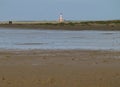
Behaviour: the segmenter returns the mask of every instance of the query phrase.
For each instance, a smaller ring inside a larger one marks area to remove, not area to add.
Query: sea
[[[120,31],[0,28],[0,49],[120,50]]]

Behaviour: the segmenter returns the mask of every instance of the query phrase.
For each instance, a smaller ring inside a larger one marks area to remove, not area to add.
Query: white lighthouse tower
[[[60,23],[64,22],[62,13],[60,13],[60,16],[59,16],[59,22],[60,22]]]

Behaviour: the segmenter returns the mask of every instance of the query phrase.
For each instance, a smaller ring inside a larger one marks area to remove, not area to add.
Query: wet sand
[[[120,51],[0,50],[0,87],[119,87]]]

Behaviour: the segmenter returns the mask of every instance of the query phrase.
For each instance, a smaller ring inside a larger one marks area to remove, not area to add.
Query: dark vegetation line
[[[60,29],[60,30],[120,30],[120,20],[112,21],[65,21],[59,22],[19,22],[9,21],[2,23],[0,27],[27,28],[27,29]]]

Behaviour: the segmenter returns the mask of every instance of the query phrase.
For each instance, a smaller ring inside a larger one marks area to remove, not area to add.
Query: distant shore
[[[58,29],[58,30],[120,30],[120,21],[85,21],[85,22],[14,22],[0,23],[4,28],[23,29]]]

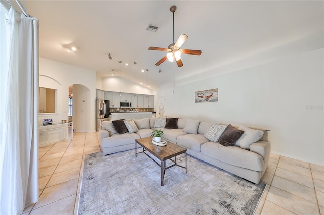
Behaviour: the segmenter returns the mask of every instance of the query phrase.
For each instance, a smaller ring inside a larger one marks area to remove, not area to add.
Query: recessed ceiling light
[[[71,46],[67,49],[67,50],[69,52],[73,52],[73,53],[76,53],[77,50],[77,48],[76,48],[76,47],[75,47],[75,46]]]

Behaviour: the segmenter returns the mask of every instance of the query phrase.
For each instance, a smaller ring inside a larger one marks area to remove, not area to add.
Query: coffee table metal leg
[[[163,178],[164,178],[164,162],[161,162],[161,186],[163,186]]]
[[[187,152],[186,151],[186,173],[187,173]]]

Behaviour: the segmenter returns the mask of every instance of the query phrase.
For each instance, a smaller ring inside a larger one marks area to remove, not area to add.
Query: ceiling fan
[[[200,50],[190,50],[190,49],[180,49],[180,47],[188,39],[188,36],[185,34],[180,34],[178,40],[175,43],[174,42],[174,12],[177,9],[175,5],[171,6],[170,11],[172,12],[173,15],[173,43],[170,44],[168,46],[168,48],[158,48],[157,47],[150,47],[148,50],[155,50],[156,51],[165,51],[169,52],[161,60],[158,61],[155,64],[155,65],[159,66],[163,63],[166,60],[168,59],[170,61],[173,62],[173,59],[175,60],[177,64],[179,67],[183,66],[182,61],[181,61],[181,53],[184,54],[200,55],[201,51]]]

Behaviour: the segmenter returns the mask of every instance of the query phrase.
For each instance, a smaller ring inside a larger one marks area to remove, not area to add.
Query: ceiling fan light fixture
[[[176,61],[178,61],[179,59],[181,58],[181,52],[180,51],[175,51],[174,57],[176,58]]]
[[[169,61],[173,62],[173,55],[172,54],[172,52],[168,53],[167,54],[167,58],[168,58]]]

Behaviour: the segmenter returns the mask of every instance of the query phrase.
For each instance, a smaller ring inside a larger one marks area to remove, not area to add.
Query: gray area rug
[[[161,186],[160,168],[135,153],[85,156],[79,214],[252,214],[266,187],[190,155],[187,173],[177,166],[166,170]]]

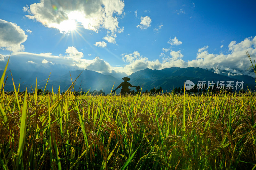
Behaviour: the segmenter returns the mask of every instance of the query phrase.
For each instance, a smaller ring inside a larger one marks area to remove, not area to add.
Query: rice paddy
[[[18,87],[8,94],[4,78],[1,169],[256,167],[252,92],[124,97],[77,95],[71,85],[62,95],[39,95],[36,83],[32,94]]]

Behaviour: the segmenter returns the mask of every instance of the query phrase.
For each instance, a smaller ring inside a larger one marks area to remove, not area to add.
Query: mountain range
[[[7,73],[8,76],[4,87],[6,91],[13,90],[13,86],[10,73],[11,72],[17,88],[20,81],[20,89],[23,91],[27,88],[28,91],[31,87],[35,85],[37,81],[37,88],[44,89],[49,75],[39,72],[21,72],[12,70]],[[0,74],[3,71],[0,71]],[[46,87],[46,90],[56,92],[60,84],[60,91],[63,92],[68,89],[73,81],[80,74],[74,85],[75,90],[82,90],[86,91],[94,90],[102,90],[106,93],[110,92],[115,83],[113,89],[123,81],[122,78],[117,78],[110,75],[105,75],[98,72],[88,70],[77,70],[67,73],[62,75],[51,75]],[[202,69],[199,67],[180,68],[178,67],[166,68],[162,70],[152,70],[146,69],[138,71],[128,76],[130,78],[129,81],[132,85],[139,85],[142,87],[142,91],[147,89],[149,91],[154,88],[159,88],[161,87],[164,92],[170,92],[175,87],[184,86],[185,81],[189,80],[194,83],[198,81],[244,81],[243,89],[246,90],[247,86],[254,90],[255,86],[254,78],[252,77],[242,74],[236,74],[226,70],[213,69]],[[116,91],[120,92],[121,88]],[[135,88],[131,88],[132,90]],[[30,90],[29,90],[30,89]],[[136,90],[135,90],[136,91]]]

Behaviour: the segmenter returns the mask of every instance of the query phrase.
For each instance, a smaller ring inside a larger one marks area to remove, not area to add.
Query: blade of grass
[[[24,148],[25,141],[26,139],[26,129],[27,129],[27,89],[25,92],[23,108],[20,120],[20,138],[19,140],[19,148],[17,152],[17,157],[16,165],[18,166],[18,169],[22,169],[23,162],[23,150]]]

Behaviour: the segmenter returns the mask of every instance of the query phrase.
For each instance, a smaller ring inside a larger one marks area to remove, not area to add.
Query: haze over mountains
[[[47,80],[49,75],[39,72],[21,72],[12,70],[12,73],[17,88],[20,80],[20,90],[23,91],[25,87],[30,91],[31,87],[34,88],[37,77],[38,88],[44,89]],[[1,75],[3,71],[0,71]],[[115,83],[114,89],[115,89],[123,80],[122,78],[117,78],[110,75],[104,75],[98,72],[88,70],[77,70],[70,73],[63,73],[60,75],[56,75],[50,76],[50,78],[46,87],[46,90],[54,92],[57,91],[60,84],[60,91],[63,92],[68,89],[71,84],[70,75],[73,81],[81,73],[76,81],[75,85],[76,91],[81,89],[84,91],[89,90],[92,91],[102,90],[108,93],[110,92]],[[7,81],[4,88],[5,91],[13,90],[12,80],[10,71],[6,75],[8,76]],[[237,74],[227,71],[220,70],[201,69],[199,67],[180,68],[175,67],[166,68],[162,70],[152,70],[146,69],[132,74],[127,76],[130,78],[129,82],[133,85],[140,85],[142,87],[142,91],[146,89],[149,90],[155,87],[159,88],[162,87],[164,92],[170,92],[176,87],[181,87],[185,81],[189,80],[195,83],[199,81],[213,81],[216,82],[218,80],[243,81],[243,89],[246,90],[248,86],[249,88],[254,89],[255,86],[254,78],[249,76],[242,74]],[[131,88],[134,90],[135,88]],[[121,88],[116,91],[119,93]],[[136,90],[135,90],[136,91]]]

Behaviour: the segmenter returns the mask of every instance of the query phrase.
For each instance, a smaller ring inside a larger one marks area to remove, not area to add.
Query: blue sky
[[[0,2],[0,70],[120,77],[146,68],[248,74],[255,1]]]

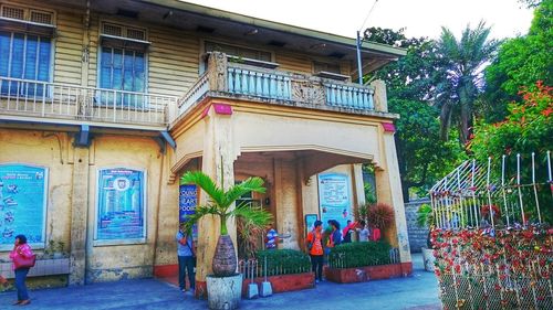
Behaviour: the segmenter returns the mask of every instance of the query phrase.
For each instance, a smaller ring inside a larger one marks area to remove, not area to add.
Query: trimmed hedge
[[[263,274],[264,258],[267,257],[267,275],[291,275],[311,271],[310,257],[295,249],[264,249],[255,254],[259,261],[259,268]]]
[[[386,242],[363,242],[341,244],[331,249],[328,264],[331,268],[355,268],[390,264]]]

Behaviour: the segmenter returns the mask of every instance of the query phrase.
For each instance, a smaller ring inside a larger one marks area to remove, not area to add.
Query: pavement
[[[422,270],[422,257],[414,255],[411,277],[338,285],[323,281],[314,289],[276,293],[268,298],[242,300],[240,309],[409,309],[440,308],[438,285],[431,272]],[[184,293],[157,279],[124,280],[30,291],[25,309],[207,309],[207,301]],[[15,299],[15,292],[0,293],[0,309]]]

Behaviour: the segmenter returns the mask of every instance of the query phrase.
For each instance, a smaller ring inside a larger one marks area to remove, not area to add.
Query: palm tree
[[[251,192],[264,193],[265,188],[263,188],[263,180],[258,177],[249,178],[231,186],[227,191],[223,190],[222,177],[221,184],[218,186],[211,178],[201,171],[187,172],[182,175],[180,181],[185,184],[198,185],[209,196],[209,201],[206,205],[196,206],[196,213],[187,217],[185,222],[186,232],[191,232],[192,225],[206,215],[218,216],[221,231],[213,255],[213,275],[216,277],[234,275],[237,270],[237,256],[234,245],[227,229],[227,221],[232,217],[242,218],[249,224],[264,226],[272,220],[272,216],[270,213],[260,209],[253,209],[247,203],[237,205],[233,210],[230,210],[230,207],[244,194]]]
[[[483,90],[482,71],[493,58],[500,41],[488,40],[491,28],[481,21],[476,29],[467,25],[460,40],[441,29],[438,53],[442,57],[445,78],[437,85],[436,103],[441,108],[441,137],[448,138],[452,122],[459,129],[459,141],[466,146],[472,126],[472,108]]]

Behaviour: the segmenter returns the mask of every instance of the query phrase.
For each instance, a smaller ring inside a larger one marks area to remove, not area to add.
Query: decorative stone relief
[[[325,95],[323,85],[313,81],[292,81],[292,100],[314,105],[324,105]]]

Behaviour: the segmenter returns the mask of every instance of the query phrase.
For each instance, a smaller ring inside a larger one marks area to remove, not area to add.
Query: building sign
[[[46,189],[45,168],[0,164],[0,249],[12,249],[17,235],[44,246]]]
[[[196,212],[198,204],[198,188],[192,184],[181,184],[178,188],[178,222],[186,222],[187,216]],[[192,227],[194,239],[198,238],[198,225]]]
[[[352,218],[348,179],[342,173],[319,174],[319,207],[325,228],[328,220],[336,220],[344,228],[347,220]]]
[[[315,228],[316,220],[319,220],[317,214],[305,214],[305,235]]]
[[[145,173],[126,168],[98,171],[96,240],[145,239]]]

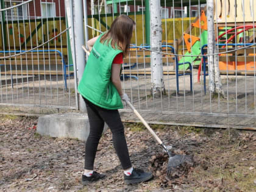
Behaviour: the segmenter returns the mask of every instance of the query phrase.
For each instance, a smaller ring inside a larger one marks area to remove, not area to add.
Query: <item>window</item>
[[[146,11],[146,7],[138,5],[138,7],[137,7],[137,11],[138,12],[142,12],[142,11],[143,11],[143,12],[144,12]]]
[[[41,2],[41,16],[43,18],[55,17],[55,7],[54,2]]]
[[[101,7],[100,9],[99,9],[99,7]],[[111,9],[112,9],[112,5],[108,5],[106,6],[105,8],[105,5],[94,5],[94,12],[93,12],[93,15],[98,15],[99,14],[99,12],[100,12],[100,14],[108,14],[108,13],[111,13]]]
[[[4,6],[5,8],[10,7],[21,4],[21,1],[5,1]],[[7,10],[5,13],[5,19],[8,21],[26,20],[27,19],[27,4],[24,4],[15,8]]]
[[[187,15],[185,10],[174,10],[174,17],[176,18],[186,16]]]
[[[167,8],[161,8],[161,18],[166,19],[169,18],[169,10]]]
[[[130,7],[125,5],[120,6],[120,12],[121,13],[129,13],[130,12]]]

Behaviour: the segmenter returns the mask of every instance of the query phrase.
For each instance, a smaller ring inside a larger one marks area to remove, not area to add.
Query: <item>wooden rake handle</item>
+===+
THE REQUEST: How many lines above contain the string "ceiling"? Case counts, so match uppercase and lowercase letters exactly. Reply with the number alone.

WRITTEN SOLUTION: 3